Dataset entries:

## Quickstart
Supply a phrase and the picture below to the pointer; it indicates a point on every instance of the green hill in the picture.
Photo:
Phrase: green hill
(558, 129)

TASK GOAL: Give back all of the data above without any alteration.

PROBLEM SOLUTION:
## Quickstart
Supply a phrase and the picture below to the pointer; it indicates a point on every instance of the green hill in the picture.
Photo:
Phrase: green hill
(558, 129)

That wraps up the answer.